Entries shown:
....................
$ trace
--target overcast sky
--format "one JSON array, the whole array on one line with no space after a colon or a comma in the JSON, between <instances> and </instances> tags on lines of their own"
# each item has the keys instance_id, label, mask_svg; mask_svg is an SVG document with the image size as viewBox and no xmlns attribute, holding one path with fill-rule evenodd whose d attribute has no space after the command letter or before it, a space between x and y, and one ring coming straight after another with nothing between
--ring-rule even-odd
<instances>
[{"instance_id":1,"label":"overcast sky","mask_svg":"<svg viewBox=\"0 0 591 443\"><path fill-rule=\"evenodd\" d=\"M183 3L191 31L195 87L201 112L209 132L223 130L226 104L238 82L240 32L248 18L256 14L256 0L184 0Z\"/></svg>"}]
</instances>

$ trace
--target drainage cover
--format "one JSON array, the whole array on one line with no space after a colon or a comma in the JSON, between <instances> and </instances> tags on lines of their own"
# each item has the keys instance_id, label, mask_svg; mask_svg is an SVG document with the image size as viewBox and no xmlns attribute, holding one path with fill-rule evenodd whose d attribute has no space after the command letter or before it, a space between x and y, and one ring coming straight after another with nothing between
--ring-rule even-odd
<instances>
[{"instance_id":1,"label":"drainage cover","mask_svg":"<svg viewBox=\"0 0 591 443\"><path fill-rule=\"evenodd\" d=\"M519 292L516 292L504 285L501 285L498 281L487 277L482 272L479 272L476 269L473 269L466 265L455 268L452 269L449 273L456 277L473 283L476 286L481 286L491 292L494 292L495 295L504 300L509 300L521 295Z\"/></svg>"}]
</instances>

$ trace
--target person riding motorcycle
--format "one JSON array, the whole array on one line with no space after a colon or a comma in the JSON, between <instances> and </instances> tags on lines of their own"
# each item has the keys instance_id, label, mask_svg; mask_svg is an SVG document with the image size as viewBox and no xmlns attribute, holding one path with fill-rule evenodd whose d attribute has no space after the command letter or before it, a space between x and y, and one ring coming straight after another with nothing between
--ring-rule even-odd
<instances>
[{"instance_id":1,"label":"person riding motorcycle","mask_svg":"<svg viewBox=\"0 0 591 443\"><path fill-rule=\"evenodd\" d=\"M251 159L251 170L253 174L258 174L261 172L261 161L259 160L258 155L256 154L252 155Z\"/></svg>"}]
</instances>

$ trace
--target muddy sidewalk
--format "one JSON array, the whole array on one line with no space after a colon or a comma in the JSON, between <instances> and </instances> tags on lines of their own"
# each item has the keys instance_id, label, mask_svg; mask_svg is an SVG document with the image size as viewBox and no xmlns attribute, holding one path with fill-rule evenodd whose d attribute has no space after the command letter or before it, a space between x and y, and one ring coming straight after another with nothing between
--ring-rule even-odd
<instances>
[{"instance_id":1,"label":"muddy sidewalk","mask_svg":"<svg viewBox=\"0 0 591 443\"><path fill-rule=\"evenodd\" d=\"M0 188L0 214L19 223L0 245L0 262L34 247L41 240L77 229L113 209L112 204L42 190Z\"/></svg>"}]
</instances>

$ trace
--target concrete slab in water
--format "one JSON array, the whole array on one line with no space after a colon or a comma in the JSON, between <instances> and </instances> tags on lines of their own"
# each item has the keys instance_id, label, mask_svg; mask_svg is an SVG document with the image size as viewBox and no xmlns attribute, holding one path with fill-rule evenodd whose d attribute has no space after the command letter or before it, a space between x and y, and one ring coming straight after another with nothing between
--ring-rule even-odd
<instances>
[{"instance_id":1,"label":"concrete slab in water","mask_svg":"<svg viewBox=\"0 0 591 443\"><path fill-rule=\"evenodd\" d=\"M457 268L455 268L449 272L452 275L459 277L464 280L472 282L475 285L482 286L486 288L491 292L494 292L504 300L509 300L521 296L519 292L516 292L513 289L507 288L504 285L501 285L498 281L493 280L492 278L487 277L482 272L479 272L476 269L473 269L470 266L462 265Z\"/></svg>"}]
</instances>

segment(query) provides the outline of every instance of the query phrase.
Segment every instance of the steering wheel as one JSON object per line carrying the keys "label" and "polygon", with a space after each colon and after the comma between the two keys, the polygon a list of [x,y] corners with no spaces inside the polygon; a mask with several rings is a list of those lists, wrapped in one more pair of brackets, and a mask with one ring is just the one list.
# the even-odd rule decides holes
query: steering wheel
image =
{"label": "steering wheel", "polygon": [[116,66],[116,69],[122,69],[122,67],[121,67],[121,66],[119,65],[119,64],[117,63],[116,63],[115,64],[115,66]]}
....................
Description of the task: Write the listing out again, exactly as shown above.

Right answer:
$ trace
--target overcast sky
--format "one JSON array, the whole array on one line with no space after a colon or a comma in the JSON, between <instances> and </instances> tags on lines of their own"
# each item has the keys instance_id, label, mask_svg; mask_svg is an SVG document with the image size as viewBox and no xmlns attribute, holding one path with fill-rule evenodd whose d attribute has no space after the command letter or before it, a space between x and y, and one ring coming straight after another with nothing between
--ring-rule even-odd
<instances>
[{"instance_id":1,"label":"overcast sky","mask_svg":"<svg viewBox=\"0 0 591 443\"><path fill-rule=\"evenodd\" d=\"M183 3L191 31L195 87L201 112L209 132L223 130L226 104L238 82L240 32L248 18L256 14L256 0L184 0Z\"/></svg>"}]
</instances>

$ trace
--target drainage cover
--format "one JSON array, the whole array on one line with no space after a colon or a comma in the JSON, between <instances> and </instances> tags on lines of their own"
# each item has the keys instance_id, label, mask_svg; mask_svg is an SVG document with the image size as viewBox and no xmlns attribute, holding one path with fill-rule evenodd whose d attribute has no space after the command letter or before it, a space between x and y, and one ring coming straight after another with nothing between
--ring-rule even-odd
<instances>
[{"instance_id":1,"label":"drainage cover","mask_svg":"<svg viewBox=\"0 0 591 443\"><path fill-rule=\"evenodd\" d=\"M519 292L516 292L504 285L501 285L498 281L487 277L482 272L479 272L476 269L473 269L466 265L455 268L452 269L449 273L456 277L473 283L476 286L481 286L491 292L494 292L495 295L504 300L509 300L521 295Z\"/></svg>"}]
</instances>

$ trace
--target person riding motorcycle
--format "one JSON array, the whole array on one line with no space after a colon or a comma in the JSON, between <instances> and </instances> tags on lines of their own"
# each item has the keys instance_id, label, mask_svg; mask_svg is an SVG document with the image size as viewBox and no xmlns attribute, holding one path with fill-rule evenodd whose d attribute has no space after the command letter or before it, a space between x and y, and one ring coming straight after another with nothing between
--ring-rule even-odd
<instances>
[{"instance_id":1,"label":"person riding motorcycle","mask_svg":"<svg viewBox=\"0 0 591 443\"><path fill-rule=\"evenodd\" d=\"M251 159L251 170L253 174L258 174L261 172L261 161L259 160L258 155L256 154L252 155Z\"/></svg>"}]
</instances>

$ trace
--target muddy sidewalk
--format "one JSON array, the whole array on one line with no space after a colon or a comma in the JSON, between <instances> and </instances> tags on lines of their own"
# each item has the keys instance_id, label, mask_svg; mask_svg is an SVG document with the image size as viewBox and no xmlns attribute, holding one path with fill-rule evenodd whose d attribute has no space after the command letter or before it, a space between x and y, and one ring coming straight after another with nothing between
--ring-rule even-odd
<instances>
[{"instance_id":1,"label":"muddy sidewalk","mask_svg":"<svg viewBox=\"0 0 591 443\"><path fill-rule=\"evenodd\" d=\"M0 188L0 214L19 223L0 245L0 262L34 247L41 240L77 229L113 209L112 204L42 190Z\"/></svg>"}]
</instances>

$ trace
--target concrete slab in water
--format "one JSON array, the whole array on one line with no space after a colon or a comma in the JSON, between <instances> and </instances> tags on lines of their own"
# each item has the keys instance_id, label, mask_svg; mask_svg is an SVG document with the image size as viewBox and no xmlns attribute, holding one path with fill-rule evenodd whose d attribute has no space after the command letter or before it, a space between x and y, and one ring coming straight after another with nothing between
--ring-rule even-odd
<instances>
[{"instance_id":1,"label":"concrete slab in water","mask_svg":"<svg viewBox=\"0 0 591 443\"><path fill-rule=\"evenodd\" d=\"M457 268L455 268L449 272L452 275L459 277L464 280L472 282L475 285L482 286L486 288L491 292L494 292L504 300L509 300L521 296L519 292L516 292L513 289L507 288L504 285L501 285L498 281L493 280L492 278L487 277L482 272L479 272L476 269L473 269L470 266L462 265Z\"/></svg>"}]
</instances>

segment(query) provides the outline of every instance of the query phrase.
Segment every instance of the steering wheel as one JSON object per line carrying the keys "label" and "polygon", with a space after each colon and after the comma between the two keys, the polygon a list of [x,y] corners with no spaces inside the polygon; a mask with several rings is a list of those lists, wrapped in one more pair of brackets, and a mask with one ring is just the one list.
# the even-odd rule decides holes
query: steering wheel
image =
{"label": "steering wheel", "polygon": [[116,66],[116,69],[122,69],[122,67],[121,67],[121,66],[119,65],[119,64],[117,63],[116,63],[115,64],[115,66]]}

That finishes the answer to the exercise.